• **EXERCISE**
Starting at the beginning of the data and ending at the line that contains "9H17L20 14L17 17L16", change every "rough mask" to "coarse mask" and reproduce those lines otherwise unaltered. Leave the picture out of the answer.

• **DATA EXTRACT**
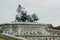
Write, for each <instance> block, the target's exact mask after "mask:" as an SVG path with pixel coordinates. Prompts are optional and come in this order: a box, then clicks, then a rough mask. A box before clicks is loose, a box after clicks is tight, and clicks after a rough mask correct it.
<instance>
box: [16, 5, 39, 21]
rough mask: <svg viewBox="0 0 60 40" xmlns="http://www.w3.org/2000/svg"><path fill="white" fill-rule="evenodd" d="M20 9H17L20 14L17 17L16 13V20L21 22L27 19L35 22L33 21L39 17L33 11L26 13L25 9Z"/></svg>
mask: <svg viewBox="0 0 60 40" xmlns="http://www.w3.org/2000/svg"><path fill="white" fill-rule="evenodd" d="M20 6H21V5H20ZM20 6H19V7H20ZM20 9H21V10H22V7H20ZM21 10H18V11H19V12H20V14H21V15H20V16H19V17H18V15H16V20H17V21H18V22H21V21H22V22H26V21H28V22H35V21H38V20H39V18H38V17H37V15H36V14H35V13H34V14H32V15H27V11H23V10H22V11H21ZM18 11H17V12H18Z"/></svg>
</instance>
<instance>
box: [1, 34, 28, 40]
mask: <svg viewBox="0 0 60 40" xmlns="http://www.w3.org/2000/svg"><path fill="white" fill-rule="evenodd" d="M0 40H27V39H25V38H22V37H16V36H12V35H7V34H0Z"/></svg>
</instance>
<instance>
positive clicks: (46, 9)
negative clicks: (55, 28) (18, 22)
mask: <svg viewBox="0 0 60 40" xmlns="http://www.w3.org/2000/svg"><path fill="white" fill-rule="evenodd" d="M18 4H20V5H21V6H22V7H24V8H26V10H27V13H28V14H33V13H36V14H37V15H38V17H39V18H40V20H39V22H40V23H47V24H53V25H54V26H58V25H60V0H0V23H7V22H11V21H14V20H15V15H16V14H17V12H16V9H17V6H18Z"/></svg>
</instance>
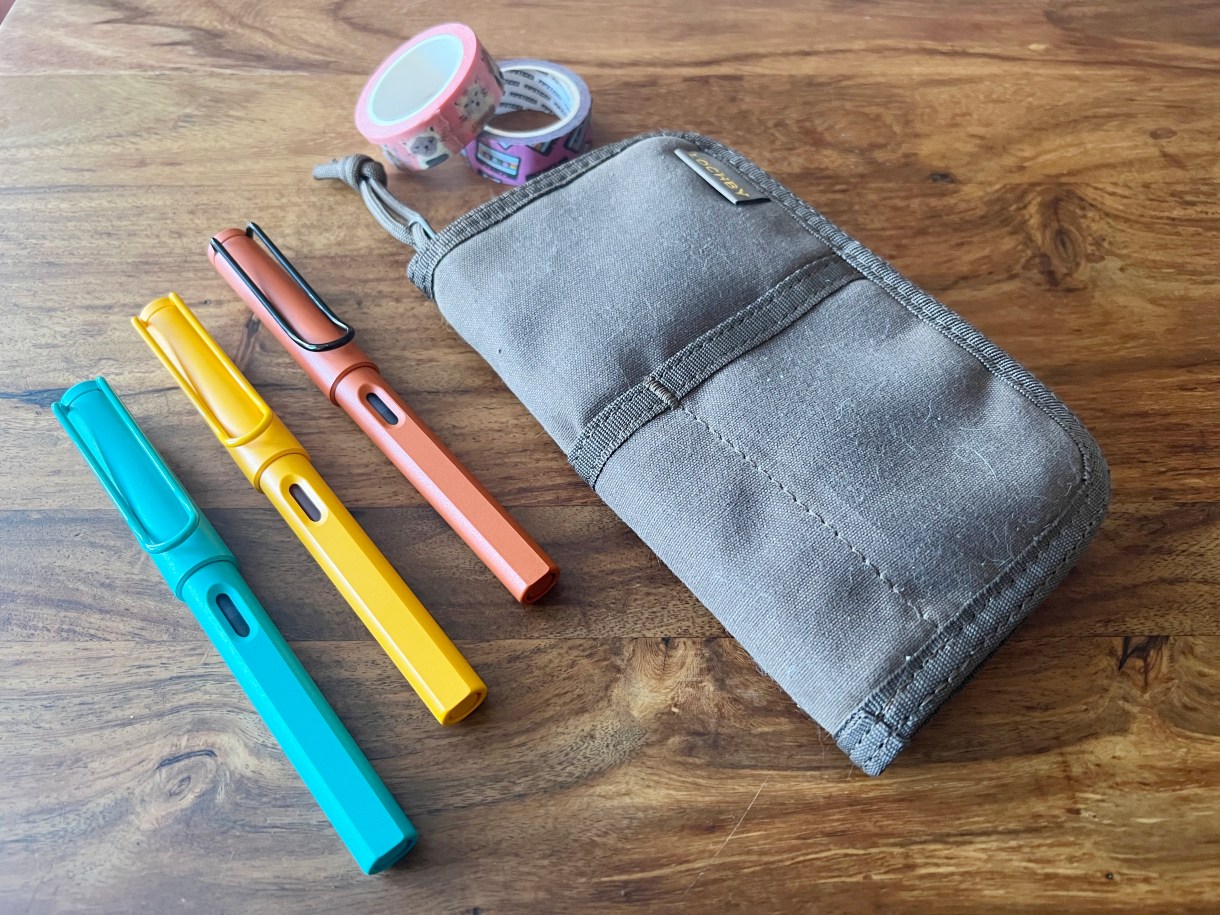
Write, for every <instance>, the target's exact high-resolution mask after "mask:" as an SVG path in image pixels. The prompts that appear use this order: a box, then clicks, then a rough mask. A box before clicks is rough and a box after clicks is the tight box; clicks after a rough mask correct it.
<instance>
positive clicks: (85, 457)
mask: <svg viewBox="0 0 1220 915" xmlns="http://www.w3.org/2000/svg"><path fill="white" fill-rule="evenodd" d="M89 384H91V386H93V387H94V388H95V389H96V390H98V392H99V393H100V394H101V395H102V398H105V400H106V405H107V407H109V409H110V410H111V411H112V412H113V416H115V418H116V420H118V422H120V423H122V426H123V431H124V432H126V434H127V437H128V439H129V443H128V444H133V445H135V447H137V448H138V449H139V450H140V451H142V453H143V455H144V456H145V458H146V459H148V471H149V472H151V471H155V472H156V476H157V477H160V479H161V482H162V483H163V484H165V490H166V492H167V494H168V495H170V497H171V498H172V499H174V500H176V501H177V503H178V505H179V506H182V510H183V514H184V516H185V522H184V523H183V526H182V528H181V529H179V531H178V532H177V533H174V534H173V536H172V537H168V538H166V539H163V540H157V539H155V538H154V537H152V534H151V533H150V532H149V529H148V528H146V527H145V526H144V522H143V521H140V517H139V515H138V514H137V511H135V508H134V506H133V505H132V503H131V500H129V499H128V498H127V494H126V493H124V492H123V490H122V488H121V487H120V484H118V481H117V479H116V478H115V473H113V471H112V470H111V467H110V465H109V464H107V461H106V455H105V449H104V448H101V447H100V444H98V438H96V436H93V437H91V438H93V440H89V439H87V438H85V436H84V434H82V432H81V429H79V428H77V425H76V421H74V420H73V418H72V406H71V404H70V405H68V406H67V407H65V406H63V405H62V404H61V403H55V404H51V411H52V412H54V414H55V418H56V420H59V421H60V425H61V426H62V427H63V431H65V432H66V433H67V434H68V438H70V439H72V444H74V445H76V447H77V450H79V451H81V455H82V456H83V458H84V460H85V462H87V464H88V465H89V467H90V470H93V472H94V475H95V476H96V477H98V479H99V481H100V482H101V486H102V488H104V489H105V490H106V493H107V494H109V495H110V498H111V499H112V500H113V503H115V505H116V506H117V508H118V511H120V514H121V515H122V516H123V519H126V521H127V523H128V526H129V527H131V528H132V533H134V534H135V539H137V540H139V544H140V547H142V548H143V549H144V550H145V551H148V553H163V551H165V550H167V549H171V548H172V547H177V545H178V544H179V543H182V542H183V540H184V539H187V537H189V536H190V533H192V532H193V531H194V529H195V528H196V527H198V526H199V509H198V508H196V506H195V503H194V501H192V499H190V497H189V495H187V492H185V490H184V489H183V488H182V484H181V483H179V482H178V481H177V479H176V478H174V476H173V473H172V472H171V471H170V468H168V467H167V466H166V465H165V461H163V460H161V456H160V455H159V454H157V453H156V450H155V449H154V448H152V443H151V442H149V440H148V438H146V437H145V436H144V433H143V432H140V428H139V426H137V425H135V420H133V418H132V415H131V414H129V412H128V411H127V407H124V406H123V403H122V401H121V400H120V399H118V397H117V395H116V394H115V392H113V390H111V388H110V384H109V383H107V382H106V379H105V378H101V377H99V378H95V379H94V381H93V382H84V383H83V384H79V386H77V388H81V387H84V386H89ZM71 393H72V392H68V393H67V395H71ZM115 448H116V450H117V449H118V448H120V443H117V442H116V443H115ZM142 482H145V483H146V482H150V481H149V479H148V476H145V477H144V478H143V479H142ZM140 492H143V493H144V494H145V495H144V498H145V499H148V498H150V495H149V490H148V489H142V490H140Z"/></svg>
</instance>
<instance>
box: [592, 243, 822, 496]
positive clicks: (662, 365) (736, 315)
mask: <svg viewBox="0 0 1220 915" xmlns="http://www.w3.org/2000/svg"><path fill="white" fill-rule="evenodd" d="M833 256H834V254H833V253H827V254H825V255H822V256H821V257H817V259H815V260H813V261H809V262H808V264H803V265H800V266H799V267H798V268H797V270H794V271H793V272H792V273H789V274H788V276H786V277H784V278H783V279H781V281H780V282H778V283H776V284H775V285H772V287H771V288H770V289H767V290H766V292H764V293H761V294H760V295H758V296H755V299H754V300H753V301H752V303H749V304H748V305H745V306H744V307H742V309H739V310H738V311H737V312H736V314H734V315H731V316H730V317H728V318H726V320H725V321H721V322H720V323H719V325H716V326H715V327H714V328H712V329H711V331H709V332H708V333H705V334H704V336H703V337H702V338H699V339H697V340H692V342H691V343H688V344H687V345H684V346H683V348H682V349H680V350H678V351H677V353H675V354H673V355H672V356H670V357H669V359H666V360H665V361H664V362H662V364H661V365H660V367H658V368H655V370H654V371H653V372H651V373H650V375H649V376H648V378H645V379H644V383H648V382H649V381H651V379H653V378H654V377H655V376H656V375H659V373H661V372H665V371H667V370H672V368H676V367H677V365H678V364H680V362H681V361H686V359H687V357H689V354H691V351H692V349H691V348H692V346H694V349H700V350H702V349H705V348H706V346H708V344H709V343H711V342H712V340H715V339H719V338H720V337H723V336H725V334H726V333H727V332H728V331H730V329H732V328H733V327H736V326H737V325H739V323H742V322H743V321H744V320H745V318H747V317H749V316H750V315H752V314H754V312H755V311H756V310H758V309H760V307H764V306H766V305H769V304H771V301H772V300H775V299H776V298H778V296H780V295H782V294H783V293H786V292H787V290H788V289H789V288H792V287H793V285H794V284H795V283H797V282H799V279H802V278H803V277H802V274H803V273H808V272H809V271H811V268H813V267H814V266H816V265H819V264H821V262H822V261H824V260H826V259H827V257H833ZM638 387H639V386H638V384H632V386H631V387H628V388H627V389H626V390H625V392H622V394H620V395H619V397H617V398H615V399H614V400H612V401H610V404H609V405H608V406H606V407H603V409H601V410H600V411H598V415H597V416H594V417H593V418H592V420H590V421H589V423H588V425H587V426H586V427H584V431H583V432H582V433H581V437H580V438H578V439H577V442H576V444H575V445H572V450H571V451H570V453H569V461H571V462H572V464H576V462H577V460H580V458H581V456H582V454H583V451H584V448H586V447H587V445H588V443H589V440H590V439H592V436H593V434H594V433H595V432H597V429H598V428H599V427H600V426H603V425H604V423H605V422H606V421H608V420H609V418H610V416H609V415H605V414H606V411H608V410H609V411H610V412H616V411H617V410H620V409H621V407H622V406H623V404H625V403H626V401H627V400H630V399H631V398H632V395H633V394H634V393H636V390H637V389H638ZM645 422H647V420H645ZM641 425H643V423H641ZM634 431H638V427H637V429H634ZM634 431H633V432H634ZM631 434H632V433H627V434H626V436H625V437H623V439H622V442H619V443H617V445H616V447H615V450H617V447H619V445H622V443H623V442H626V440H627V439H628V438H631ZM611 453H612V451H611ZM606 458H609V455H606ZM600 464H601V465H604V464H605V459H603V460H601V461H600ZM594 479H597V477H595V476H594ZM592 482H593V481H589V483H590V486H592Z"/></svg>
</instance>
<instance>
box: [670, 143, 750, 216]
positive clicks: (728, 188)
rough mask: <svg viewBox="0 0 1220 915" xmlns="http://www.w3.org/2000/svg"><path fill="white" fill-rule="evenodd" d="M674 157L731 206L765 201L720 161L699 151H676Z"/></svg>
mask: <svg viewBox="0 0 1220 915" xmlns="http://www.w3.org/2000/svg"><path fill="white" fill-rule="evenodd" d="M673 152H675V155H677V157H678V159H681V160H682V161H683V162H686V163H687V165H688V166H691V168H692V170H694V173H695V174H698V176H699V177H700V178H703V179H704V181H705V182H708V184H710V185H711V187H712V188H715V189H716V192H717V193H719V194H720V195H721V196H722V198H725V199H726V200H727V201H728V203H731V204H760V203H763V201H764V200H767V196H766V194H764V193H763V192H760V190H759V189H758V188H755V187H754V185H753V184H750V183H749V182H748V181H745V178H743V177H742V176H741V174H738V173H737V172H734V171H733V170H732V168H730V167H728V166H727V165H725V163H723V162H721V161H720V160H716V159H712V157H711V156H709V155H708V154H706V152H704V151H703V150H699V149H676V150H673Z"/></svg>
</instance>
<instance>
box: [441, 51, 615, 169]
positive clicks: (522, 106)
mask: <svg viewBox="0 0 1220 915" xmlns="http://www.w3.org/2000/svg"><path fill="white" fill-rule="evenodd" d="M500 72H501V74H503V76H504V98H503V99H500V102H499V105H498V106H497V110H495V113H497V115H503V113H505V112H506V111H542V112H543V113H547V115H553V116H554V117H555V118H556V121H555V123H553V124H548V126H547V127H540V128H537V129H533V131H505V129H501V128H498V127H495V126H494V124H488V126H487V127H484V128H483V132H482V133H481V134H478V137H477V138H475V139H472V140H471V143H470V144H468V145H467V146H466V152H465V155H466V161H467V162H468V163H470V167H471V168H473V170H475V171H476V172H478V173H479V174H482V176H483V177H484V178H490V179H492V181H498V182H500V183H501V184H525V182H526V181H527V179H528V178H531V177H532V176H534V174H538V173H539V172H544V171H547V170H548V168H553V167H554V166H556V165H559V163H560V162H566V161H567V160H569V159H573V157H575V156H578V155H580V154H581V152H583V151H584V150H587V149H588V148H589V144H590V142H592V140H590V138H589V112H590V109H592V99H590V98H589V89H588V87H587V85H586V84H584V81H583V79H581V78H580V77H578V76H576V73H573V72H572V71H570V70H567V67H561V66H559V65H558V63H551V62H549V61H544V60H525V59H514V60H506V61H501V62H500Z"/></svg>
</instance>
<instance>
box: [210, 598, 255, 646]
mask: <svg viewBox="0 0 1220 915" xmlns="http://www.w3.org/2000/svg"><path fill="white" fill-rule="evenodd" d="M216 609H217V610H220V611H221V614H222V615H223V616H224V620H226V622H228V625H229V628H231V630H233V632H235V633H237V637H238V638H245V637H246V636H249V634H250V623H248V622H246V621H245V617H244V616H242V611H240V610H238V609H237V604H234V603H233V598H231V597H229V595H228V594H224V593H221V594H217V595H216Z"/></svg>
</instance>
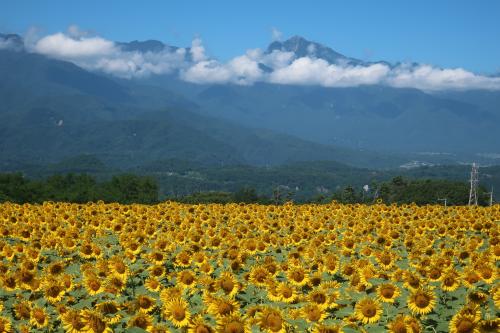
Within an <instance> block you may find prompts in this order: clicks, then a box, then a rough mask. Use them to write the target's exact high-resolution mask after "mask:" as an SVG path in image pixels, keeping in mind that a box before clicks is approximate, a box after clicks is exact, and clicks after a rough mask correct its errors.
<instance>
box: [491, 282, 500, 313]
mask: <svg viewBox="0 0 500 333" xmlns="http://www.w3.org/2000/svg"><path fill="white" fill-rule="evenodd" d="M492 293H493V303H494V304H495V306H496V307H497V308H500V286H498V285H497V286H496V287H495V288H494V289H493V290H492Z"/></svg>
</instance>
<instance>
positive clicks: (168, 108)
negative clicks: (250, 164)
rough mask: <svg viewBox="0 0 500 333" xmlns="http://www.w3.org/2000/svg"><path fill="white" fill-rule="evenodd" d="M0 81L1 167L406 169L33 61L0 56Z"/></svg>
mask: <svg viewBox="0 0 500 333" xmlns="http://www.w3.org/2000/svg"><path fill="white" fill-rule="evenodd" d="M0 77H1V78H2V79H1V80H0V96H1V97H2V99H3V103H2V105H1V106H0V159H1V160H3V161H7V160H9V161H12V160H18V161H23V162H36V163H39V162H43V163H46V162H51V161H52V162H53V161H58V160H60V159H64V158H67V157H71V156H73V155H78V154H94V155H96V156H98V157H99V158H101V159H102V160H103V161H105V162H106V163H109V164H111V165H113V166H119V165H120V164H123V166H124V167H131V166H133V165H137V164H140V163H144V162H146V161H154V160H158V159H164V158H180V159H187V160H193V161H198V162H203V163H220V162H223V163H229V164H234V163H250V164H260V165H266V164H277V163H284V162H288V161H301V160H316V159H322V160H340V161H344V162H347V163H353V164H362V165H366V164H367V163H369V164H370V165H372V164H373V165H376V166H387V165H394V163H402V162H404V160H402V159H399V158H394V157H380V158H378V156H377V154H374V153H366V154H364V153H363V154H359V153H358V152H357V151H355V150H351V149H341V148H334V147H328V146H324V145H321V144H317V143H312V142H308V141H305V140H301V139H298V138H295V137H292V136H290V135H284V134H277V133H274V132H272V131H269V130H255V129H248V128H245V127H244V126H241V125H236V124H235V123H233V122H228V121H222V120H218V119H216V118H213V117H207V116H204V115H200V114H197V113H193V112H190V111H188V109H189V110H196V109H197V108H198V107H199V106H198V105H197V104H196V103H194V102H191V101H190V100H189V99H187V98H185V97H183V96H182V95H181V94H179V93H175V92H171V91H169V90H166V89H164V88H160V87H154V86H148V85H144V84H137V83H135V82H131V81H124V80H116V79H111V78H109V77H106V76H102V75H98V74H95V73H90V72H88V71H85V70H83V69H81V68H79V67H77V66H75V65H73V64H70V63H67V62H63V61H57V60H53V59H48V58H46V57H44V56H40V55H36V54H30V53H26V52H12V51H2V52H0ZM374 157H376V158H374Z"/></svg>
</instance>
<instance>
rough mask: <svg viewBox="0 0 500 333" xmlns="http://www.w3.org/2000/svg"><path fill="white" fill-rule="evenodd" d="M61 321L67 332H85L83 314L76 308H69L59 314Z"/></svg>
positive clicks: (64, 328) (84, 325)
mask: <svg viewBox="0 0 500 333" xmlns="http://www.w3.org/2000/svg"><path fill="white" fill-rule="evenodd" d="M60 318H61V322H62V325H63V327H64V329H65V330H66V332H68V333H81V332H85V331H86V328H85V323H84V322H83V316H82V315H81V313H80V311H78V310H73V309H72V310H69V311H67V312H65V313H64V314H62V315H61V317H60Z"/></svg>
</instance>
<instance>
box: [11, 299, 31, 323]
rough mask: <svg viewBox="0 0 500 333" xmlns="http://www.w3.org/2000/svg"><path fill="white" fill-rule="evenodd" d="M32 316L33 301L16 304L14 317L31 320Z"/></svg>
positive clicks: (16, 317)
mask: <svg viewBox="0 0 500 333" xmlns="http://www.w3.org/2000/svg"><path fill="white" fill-rule="evenodd" d="M30 317H31V303H29V302H27V301H21V302H19V303H16V304H15V305H14V318H15V319H18V320H29V319H30Z"/></svg>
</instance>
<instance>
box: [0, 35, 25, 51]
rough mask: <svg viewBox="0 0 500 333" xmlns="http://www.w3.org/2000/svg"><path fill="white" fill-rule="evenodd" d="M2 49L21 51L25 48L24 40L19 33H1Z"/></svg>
mask: <svg viewBox="0 0 500 333" xmlns="http://www.w3.org/2000/svg"><path fill="white" fill-rule="evenodd" d="M1 49H9V50H11V51H21V50H23V49H24V41H23V39H22V38H21V36H19V35H16V34H1V33H0V50H1Z"/></svg>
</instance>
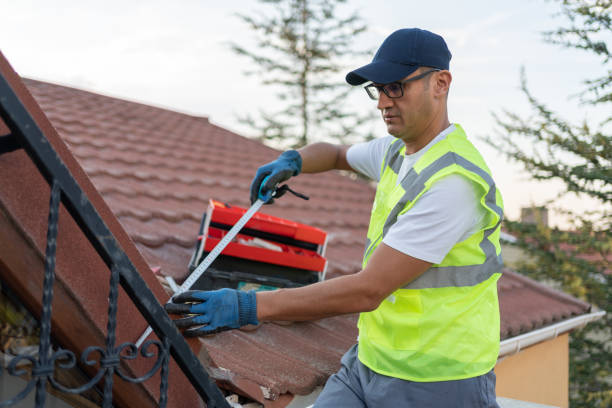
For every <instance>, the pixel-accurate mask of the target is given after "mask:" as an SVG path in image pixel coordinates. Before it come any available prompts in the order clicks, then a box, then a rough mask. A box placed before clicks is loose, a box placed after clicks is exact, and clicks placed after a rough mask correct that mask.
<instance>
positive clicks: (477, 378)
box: [314, 345, 499, 408]
mask: <svg viewBox="0 0 612 408" xmlns="http://www.w3.org/2000/svg"><path fill="white" fill-rule="evenodd" d="M341 363H342V367H341V368H340V371H338V372H337V373H336V374H334V375H332V376H331V377H329V380H328V381H327V384H325V388H323V391H322V392H321V395H319V398H317V401H316V402H315V404H314V408H345V407H346V408H361V407H363V408H366V407H368V408H384V407H394V408H396V407H406V408H413V407H414V408H438V407H440V408H450V407H466V408H499V405H497V402H496V401H495V373H494V372H493V370H491V371H490V372H488V373H487V374H484V375H481V376H479V377H474V378H466V379H464V380H455V381H439V382H414V381H407V380H402V379H399V378H394V377H388V376H386V375H382V374H378V373H375V372H374V371H372V370H370V369H369V368H368V367H366V366H365V365H363V364H362V363H361V361H359V358H357V345H354V346H353V347H352V348H351V349H350V350H349V351H347V352H346V354H345V355H344V356H343V357H342V361H341Z"/></svg>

• **RESPONSE BELOW**
Write, for each <instance> block, the target's exact mask after "mask:" as an SVG path with pixel coordinates. Prompts are optional and come in this order: a box, then clicks, then a coarse mask. A box before clicks is loose, a box after clicks is tight, and clicks after a coarse mask correct it.
<instance>
box: [16, 5, 39, 21]
coarse mask: <svg viewBox="0 0 60 40" xmlns="http://www.w3.org/2000/svg"><path fill="white" fill-rule="evenodd" d="M20 9H17L20 14L17 17L16 13V20L21 22L27 19L35 22L33 21L39 17L33 11L26 13L25 9Z"/></svg>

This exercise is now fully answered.